►
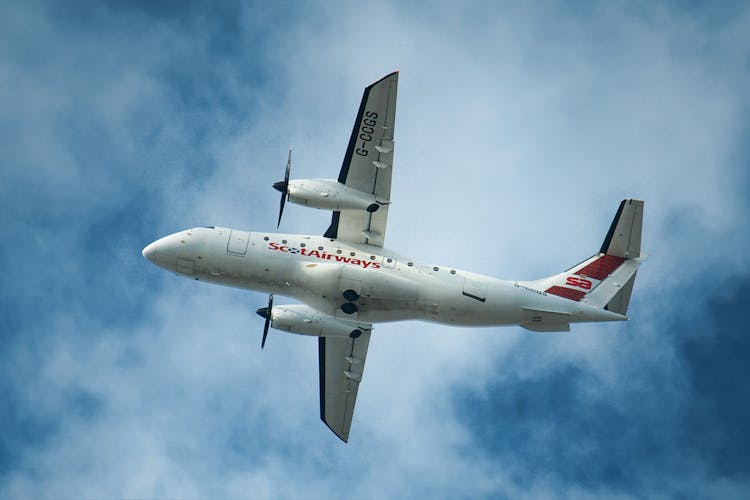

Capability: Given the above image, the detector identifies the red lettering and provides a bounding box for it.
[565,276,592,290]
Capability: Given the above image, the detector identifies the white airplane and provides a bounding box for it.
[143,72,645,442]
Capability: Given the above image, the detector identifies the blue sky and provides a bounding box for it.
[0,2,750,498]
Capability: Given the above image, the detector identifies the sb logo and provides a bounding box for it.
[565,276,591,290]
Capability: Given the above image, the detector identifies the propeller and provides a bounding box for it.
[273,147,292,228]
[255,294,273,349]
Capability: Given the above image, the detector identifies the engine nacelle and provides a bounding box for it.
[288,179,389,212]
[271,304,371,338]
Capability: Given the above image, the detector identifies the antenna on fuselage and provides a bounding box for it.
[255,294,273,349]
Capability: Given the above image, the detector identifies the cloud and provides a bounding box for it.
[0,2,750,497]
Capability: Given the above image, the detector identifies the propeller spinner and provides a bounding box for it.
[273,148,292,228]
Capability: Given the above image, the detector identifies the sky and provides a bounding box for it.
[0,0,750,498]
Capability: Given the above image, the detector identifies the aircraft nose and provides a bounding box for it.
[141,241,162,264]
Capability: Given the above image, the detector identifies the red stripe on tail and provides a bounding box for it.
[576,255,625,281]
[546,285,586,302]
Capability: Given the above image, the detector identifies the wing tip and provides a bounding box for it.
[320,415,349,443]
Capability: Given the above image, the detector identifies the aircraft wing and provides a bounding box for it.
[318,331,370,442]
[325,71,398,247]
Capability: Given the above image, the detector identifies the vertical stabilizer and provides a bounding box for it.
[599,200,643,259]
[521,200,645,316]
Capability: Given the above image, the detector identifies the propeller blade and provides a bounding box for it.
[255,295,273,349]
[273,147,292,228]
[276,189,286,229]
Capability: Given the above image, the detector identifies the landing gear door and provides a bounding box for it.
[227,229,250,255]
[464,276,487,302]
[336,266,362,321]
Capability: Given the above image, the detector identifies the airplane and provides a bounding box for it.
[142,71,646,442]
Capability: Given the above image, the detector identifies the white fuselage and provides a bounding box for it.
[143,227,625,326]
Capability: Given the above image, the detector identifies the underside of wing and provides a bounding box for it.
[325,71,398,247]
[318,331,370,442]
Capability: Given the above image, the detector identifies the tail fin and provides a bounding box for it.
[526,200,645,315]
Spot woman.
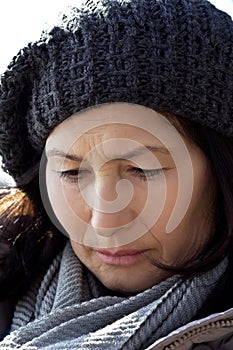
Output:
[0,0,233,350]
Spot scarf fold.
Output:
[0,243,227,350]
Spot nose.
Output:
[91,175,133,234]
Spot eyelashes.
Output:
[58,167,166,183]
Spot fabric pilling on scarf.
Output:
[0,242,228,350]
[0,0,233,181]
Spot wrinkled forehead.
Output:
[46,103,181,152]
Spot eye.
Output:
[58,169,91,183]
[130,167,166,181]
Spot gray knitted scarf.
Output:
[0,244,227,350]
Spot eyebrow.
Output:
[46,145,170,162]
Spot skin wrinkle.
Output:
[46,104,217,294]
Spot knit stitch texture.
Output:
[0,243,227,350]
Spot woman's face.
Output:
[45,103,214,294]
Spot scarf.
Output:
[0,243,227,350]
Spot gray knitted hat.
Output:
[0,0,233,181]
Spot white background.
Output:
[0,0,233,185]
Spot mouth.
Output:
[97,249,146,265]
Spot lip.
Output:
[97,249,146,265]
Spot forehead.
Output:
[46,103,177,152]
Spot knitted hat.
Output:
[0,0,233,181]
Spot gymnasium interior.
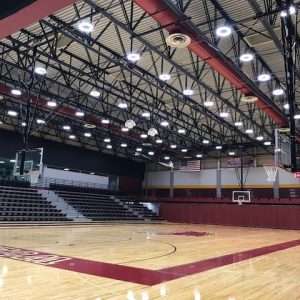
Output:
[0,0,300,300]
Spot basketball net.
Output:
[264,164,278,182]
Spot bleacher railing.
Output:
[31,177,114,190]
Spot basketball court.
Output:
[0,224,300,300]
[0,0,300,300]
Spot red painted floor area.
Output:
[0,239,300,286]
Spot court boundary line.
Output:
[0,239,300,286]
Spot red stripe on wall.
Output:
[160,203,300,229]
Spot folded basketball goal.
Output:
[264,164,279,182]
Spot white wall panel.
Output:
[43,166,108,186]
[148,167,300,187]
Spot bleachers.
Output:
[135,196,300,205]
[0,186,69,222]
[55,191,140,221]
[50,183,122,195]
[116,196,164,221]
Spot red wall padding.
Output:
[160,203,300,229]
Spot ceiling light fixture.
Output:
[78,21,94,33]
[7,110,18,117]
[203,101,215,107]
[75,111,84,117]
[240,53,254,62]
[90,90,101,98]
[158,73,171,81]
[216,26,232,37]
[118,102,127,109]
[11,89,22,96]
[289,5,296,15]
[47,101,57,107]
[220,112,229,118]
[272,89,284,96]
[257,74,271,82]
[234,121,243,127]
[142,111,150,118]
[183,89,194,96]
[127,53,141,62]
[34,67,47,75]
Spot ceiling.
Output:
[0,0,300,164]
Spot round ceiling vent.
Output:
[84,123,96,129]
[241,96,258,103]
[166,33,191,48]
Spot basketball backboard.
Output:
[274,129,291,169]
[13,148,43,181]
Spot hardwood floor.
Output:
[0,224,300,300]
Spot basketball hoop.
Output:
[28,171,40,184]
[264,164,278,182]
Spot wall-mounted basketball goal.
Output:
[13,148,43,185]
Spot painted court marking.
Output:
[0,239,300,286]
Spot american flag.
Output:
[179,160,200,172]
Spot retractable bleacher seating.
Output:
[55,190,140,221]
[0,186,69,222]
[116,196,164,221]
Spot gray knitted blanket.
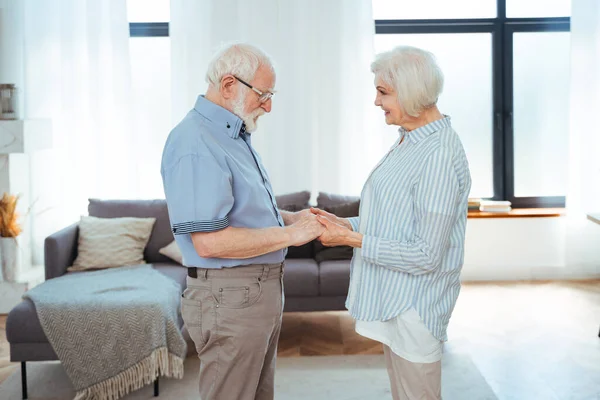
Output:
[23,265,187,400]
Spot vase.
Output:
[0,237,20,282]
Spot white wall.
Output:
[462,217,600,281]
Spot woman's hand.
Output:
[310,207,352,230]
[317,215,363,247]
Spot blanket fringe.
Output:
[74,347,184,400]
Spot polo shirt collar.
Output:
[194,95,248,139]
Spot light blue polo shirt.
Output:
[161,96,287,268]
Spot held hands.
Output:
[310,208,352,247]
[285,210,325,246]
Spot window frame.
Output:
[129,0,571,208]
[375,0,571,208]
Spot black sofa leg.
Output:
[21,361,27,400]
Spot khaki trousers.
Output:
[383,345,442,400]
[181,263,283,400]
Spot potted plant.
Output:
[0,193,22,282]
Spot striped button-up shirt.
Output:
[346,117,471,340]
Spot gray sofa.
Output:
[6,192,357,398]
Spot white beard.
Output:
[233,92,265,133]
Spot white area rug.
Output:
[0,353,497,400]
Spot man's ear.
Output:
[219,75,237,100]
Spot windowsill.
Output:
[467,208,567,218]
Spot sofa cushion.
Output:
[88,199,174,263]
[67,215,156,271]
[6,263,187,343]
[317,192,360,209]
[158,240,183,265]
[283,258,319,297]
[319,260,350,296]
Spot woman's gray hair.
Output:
◄
**Directive**
Rewrite all the entries above, replacing "Spot" with "Find" and leaving everything else unchanged. Leave out the pictures.

**Task response**
Capability: Given the above image, the detector identifies the red lettering and provides a bounding box for it.
[565,276,592,290]
Capability: Given the above image, the detector identifies the white airplane and provides a bounding box for it.
[143,72,645,442]
Capability: Given the above image, the detector identifies the blue sky and provides a bounding box for it.
[0,2,750,498]
Capability: Given the above image, the detector identifies the sb logo and provides a bounding box for it.
[565,276,591,290]
Capability: Given the above image, the detector identifies the propeller and provides a bounding box for it.
[273,147,292,228]
[255,294,273,349]
Capability: Given the above image, the detector identifies the engine nacelle and provides a bounding box for it.
[288,179,389,212]
[271,304,371,338]
Capability: Given the above image, the detector identifies the antenna on fuselage and provides a bounding box for it.
[255,294,273,349]
Capability: Given the above image, the detector identifies the cloud and provides a bounding box for it.
[0,2,750,497]
Capability: Given the above image, the detector identifies the propeller spinner and provides a bounding box for it.
[273,148,292,228]
Capability: Given the above image, the detector identifies the sky and provides a bounding box for it.
[0,0,750,498]
Capability: Given the above image, the detector identifies the aircraft nose and provides a bounding box for it.
[141,241,162,264]
Capability: Given the above image, the detector identifies the red stripe on tail and provides a bounding box for it.
[576,255,625,281]
[546,285,586,302]
Capability: Given the above image, the detector identifies the wing tip and provides a bounding box for it.
[320,415,349,443]
Capability: Given the above image, the detector identifies the aircraft wing and provides a bounding box for it.
[318,331,370,442]
[325,71,398,247]
Capability: Given the above image, the detector identifies the vertical stabilizer and provides a bounding box for it.
[599,200,643,259]
[521,200,645,316]
Capability: Given the above image, the detector identifies the propeller blade and provides a bounding box for it.
[255,295,273,349]
[273,147,292,228]
[276,189,286,229]
Capability: Given the above image, the detector identifies the landing gear door and provides a bounding box for it.
[227,229,250,255]
[464,276,487,302]
[336,266,362,321]
Capability: Given the above image, the detector identifies the airplane and provides a bounding box for it.
[142,71,646,442]
Capability: Given the above image, the detector identifies the white fuselage and provides a bounding box for it.
[143,227,625,326]
Capability: Given the above image, the detector identifies the underside of wing and provides a bounding box for it.
[325,71,398,247]
[318,331,370,442]
Capability: Given the above image, the detector identifies the tail fin and provides a bounding box for it.
[526,200,645,315]
Find woman.
Output:
[0,0,233,350]
Find scarf fold.
Output:
[0,243,227,350]
Find nose.
Output:
[91,175,133,234]
Find eyelashes.
Output:
[58,167,166,183]
Find fabric pilling on scarf.
Output:
[0,242,228,350]
[0,0,233,181]
Find wrinkled forehead.
Output:
[46,103,181,152]
Find eye.
Output:
[58,169,91,183]
[130,167,166,181]
Find gray knitted scarf.
Output:
[0,244,227,350]
Find eyebrow.
Output:
[46,145,170,162]
Find skin wrinkle.
Output:
[46,104,217,294]
Find knit stitch texture.
Output:
[0,243,227,350]
Find woman's face.
Output:
[45,103,214,294]
Find scarf.
Output:
[0,243,227,350]
Find gray knitted hat.
Output:
[0,0,233,181]
Find white background.
Output:
[0,0,233,185]
Find mouth.
Output:
[97,249,146,265]
Find lip.
Output:
[97,249,146,265]
Find forehead.
Output:
[46,103,177,152]
Find knitted hat.
Output:
[0,0,233,181]
Find gymnasium interior.
Output:
[0,0,300,300]
Find basketball net.
Output:
[264,164,278,182]
Find bleacher railing.
Output:
[31,177,114,190]
Find basketball court.
Output:
[0,224,300,300]
[0,0,300,300]
Find red painted floor area.
Output:
[0,239,300,286]
Find court boundary line.
Output:
[0,239,300,286]
Find red stripe on wall.
Output:
[160,203,300,229]
Find folded basketball goal.
Output:
[264,164,279,182]
Find white wall panel.
Output:
[43,166,108,186]
[148,167,300,187]
Find bleachers.
Output:
[135,196,300,205]
[0,186,69,222]
[55,191,140,221]
[50,183,122,195]
[116,196,164,221]
Find red wall padding.
Output:
[160,203,300,229]
Find ceiling light fixture.
Output:
[78,21,94,33]
[7,110,18,117]
[203,101,215,107]
[75,111,84,117]
[240,53,254,62]
[90,90,101,98]
[158,73,171,81]
[216,26,232,37]
[118,102,127,109]
[11,89,22,96]
[289,5,296,15]
[47,101,57,107]
[220,112,229,118]
[272,89,284,96]
[257,74,271,82]
[234,121,243,127]
[142,111,150,118]
[183,89,194,96]
[127,53,141,62]
[34,67,47,75]
Find ceiling.
Output:
[0,0,300,164]
Find round ceiling vent.
Output:
[84,123,96,129]
[241,96,258,103]
[166,33,191,48]
Find basketball backboard.
Output:
[274,129,291,169]
[13,148,43,181]
Find hardwood floor.
Output:
[0,224,300,300]
Find basketball hoop.
Output:
[28,171,40,184]
[264,164,278,182]
Find wall-mounted basketball goal.
Output:
[13,148,43,185]
Find painted court marking.
Output:
[0,239,300,286]
Find american flag.
Output:
[179,160,200,172]
Find retractable bleacher seating.
Output:
[55,190,140,221]
[0,186,69,222]
[116,196,164,221]
Find gray knitted blanket.
Output:
[23,265,187,400]
Find vase.
Output:
[0,237,20,282]
Find white wall.
Output:
[462,217,600,281]
Find woman's hand.
Output:
[310,207,352,230]
[317,215,363,247]
Find blanket fringe.
Output:
[74,347,184,400]
Find polo shirt collar.
Output:
[194,95,248,139]
Find light blue polo shirt.
Output:
[161,96,287,268]
Find held hands.
Output:
[310,208,352,247]
[285,210,325,246]
Find window frame.
Output:
[129,0,571,208]
[375,0,571,208]
Find black sofa leg.
Output:
[21,361,27,400]
Find khaki trousers.
Output:
[383,345,442,400]
[181,263,283,400]
Find potted plant.
Output:
[0,193,22,282]
Find striped button-up shirt.
Output:
[346,117,471,340]
Find gray sofa.
Output:
[6,192,357,398]
Find white beard.
Output:
[233,92,265,133]
Find white area rug.
Output:
[0,353,497,400]
Find man's ear.
Output:
[219,75,237,100]
Find windowsill.
Output:
[467,208,567,218]
Find sofa cushion.
Output:
[88,199,174,263]
[67,215,156,271]
[6,263,187,343]
[317,192,360,209]
[158,240,183,265]
[283,258,319,297]
[319,260,350,296]
Find woman's gray hair.
Output:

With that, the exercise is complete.